-- start of Given records --
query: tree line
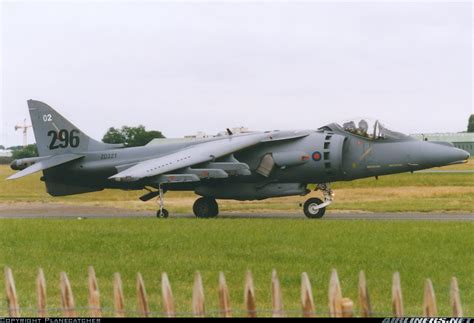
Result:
[0,114,474,160]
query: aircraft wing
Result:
[7,154,84,180]
[109,133,269,182]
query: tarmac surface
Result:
[0,203,474,221]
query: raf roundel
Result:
[313,151,321,161]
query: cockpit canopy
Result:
[323,118,411,140]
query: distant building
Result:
[411,132,474,156]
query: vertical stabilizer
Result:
[28,100,117,156]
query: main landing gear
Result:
[303,184,334,219]
[193,197,219,218]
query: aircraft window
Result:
[326,118,410,140]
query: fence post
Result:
[87,266,102,317]
[272,269,285,317]
[137,273,150,317]
[392,271,403,317]
[341,297,354,317]
[161,273,176,317]
[244,270,257,317]
[114,273,125,317]
[301,273,314,317]
[36,268,48,317]
[449,277,463,317]
[219,271,232,317]
[192,271,206,317]
[423,279,438,317]
[5,267,20,317]
[359,270,372,317]
[59,271,77,317]
[329,269,342,317]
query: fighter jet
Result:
[8,100,469,218]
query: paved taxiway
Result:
[0,203,474,221]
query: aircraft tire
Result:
[303,197,326,219]
[193,197,219,218]
[156,209,169,219]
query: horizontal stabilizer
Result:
[140,191,160,202]
[7,154,84,180]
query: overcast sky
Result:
[0,1,474,146]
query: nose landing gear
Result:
[303,184,334,219]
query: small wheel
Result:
[156,209,169,219]
[303,197,326,219]
[193,197,219,218]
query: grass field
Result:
[0,163,474,213]
[0,218,474,316]
[0,159,474,316]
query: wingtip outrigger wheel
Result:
[156,185,169,219]
[303,184,334,219]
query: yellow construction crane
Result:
[15,119,31,148]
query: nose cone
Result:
[419,142,470,166]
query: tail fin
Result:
[28,100,120,156]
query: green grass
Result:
[0,166,474,213]
[0,218,474,316]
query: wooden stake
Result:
[87,266,102,317]
[193,271,206,317]
[219,271,232,317]
[341,297,354,317]
[392,272,403,317]
[449,277,463,317]
[244,270,257,317]
[423,279,438,317]
[329,269,342,317]
[301,273,314,317]
[272,269,285,317]
[161,273,176,317]
[59,271,77,317]
[5,267,20,317]
[36,268,48,318]
[359,270,372,317]
[114,273,125,317]
[137,273,150,317]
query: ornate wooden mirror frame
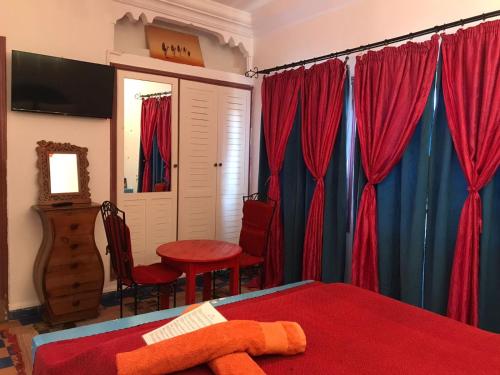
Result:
[36,141,90,205]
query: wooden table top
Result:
[156,240,241,263]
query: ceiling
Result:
[209,0,274,13]
[209,0,356,35]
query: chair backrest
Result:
[101,201,134,281]
[239,193,276,257]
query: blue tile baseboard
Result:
[8,271,233,325]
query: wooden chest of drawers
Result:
[33,203,104,324]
-- end of Given records --
Instructions for the task - Write out all the records again with "wooden" swapped for "timber" each time it appears, changing nothing else and leaving out the pictures.

Final result -
query: tree line
Result:
[0,114,474,160]
query: aircraft wing
Result:
[7,154,84,180]
[109,133,269,182]
query: tarmac surface
Result:
[0,203,474,221]
query: raf roundel
Result:
[313,151,321,161]
query: cockpit canopy
Result:
[323,118,411,140]
query: distant building
Result:
[411,132,474,156]
query: vertical stabilizer
Result:
[28,100,117,156]
query: main landing gear
Result:
[303,184,334,219]
[193,197,219,218]
query: aircraft window
Result:
[326,118,410,140]
query: fence post
Result:
[87,266,102,317]
[272,269,285,317]
[137,273,150,317]
[392,271,403,317]
[341,297,354,317]
[161,273,176,317]
[244,270,257,317]
[114,273,125,317]
[301,273,314,317]
[36,268,48,317]
[449,277,463,317]
[219,271,232,317]
[192,271,206,317]
[423,279,438,317]
[5,267,20,317]
[359,270,372,317]
[59,271,77,317]
[329,269,342,317]
query: fighter jet
Result:
[8,100,469,218]
query: paved taxiway
Result:
[0,203,474,221]
query: aircraft tire
Result:
[303,197,326,219]
[193,197,219,218]
[156,209,169,219]
query: horizontal stabilizer
Result:
[140,191,160,202]
[7,154,84,180]
query: overcast sky
Result:
[0,1,474,146]
query: nose landing gear
Result:
[303,184,334,219]
query: small wheel
Result:
[156,209,169,219]
[303,197,326,219]
[193,197,219,218]
query: grass field
Result:
[0,163,474,213]
[0,218,474,316]
[0,159,474,316]
query: wingtip outrigger wheel
Result:
[156,185,169,219]
[303,184,334,219]
query: yellow construction crane
Result:
[15,119,31,148]
query: nose cone
Result:
[419,142,470,166]
query: tail fin
Result:
[28,100,120,156]
query: green grass
Result:
[0,166,474,213]
[0,218,474,316]
query: timber stake
Result:
[87,266,102,317]
[193,271,206,317]
[219,271,232,317]
[341,297,354,317]
[392,272,403,317]
[449,277,463,317]
[244,270,257,317]
[423,279,438,317]
[329,269,342,317]
[301,273,314,317]
[272,269,285,317]
[161,273,176,317]
[59,271,77,317]
[5,267,20,317]
[36,268,48,318]
[359,270,372,317]
[114,273,125,317]
[137,273,150,317]
query: ornate timber mirror frame
Result:
[36,141,90,205]
query: timber table top
Result:
[156,240,241,263]
query: ceiling
Result:
[209,0,274,13]
[209,0,356,35]
query: chair backrest
Result:
[101,201,134,281]
[239,193,276,257]
query: blue tile baseboard
Result:
[8,271,233,325]
query: timber chest of drawers
Result:
[33,203,104,324]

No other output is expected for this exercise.